-- Start PROVIDED ENTRIES --
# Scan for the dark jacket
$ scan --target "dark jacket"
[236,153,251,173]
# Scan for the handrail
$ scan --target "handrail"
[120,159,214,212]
-- End PROVIDED ENTRIES --
-- Start PROVIDED ENTRIES --
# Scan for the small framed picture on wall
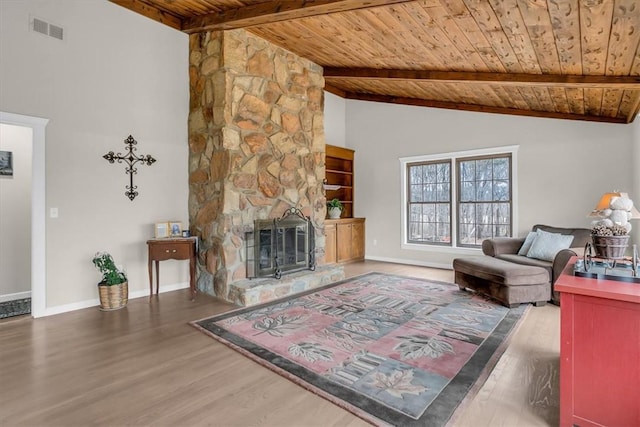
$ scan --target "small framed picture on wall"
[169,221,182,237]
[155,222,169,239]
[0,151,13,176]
-- End PROVIDED ENTRIES --
_WRITTEN PROBLEM:_ Copy the data lines from the one containing "# Scan for the dark jacket" through the one containing "[120,159,214,212]", inclusive, exactly as they appear.

_WRITTEN ANSWER:_
# Scan for the dark jacket
$ scan --target "dark jacket"
[236,153,251,173]
# Scan for the handrail
$ scan --target "handrail"
[120,159,214,212]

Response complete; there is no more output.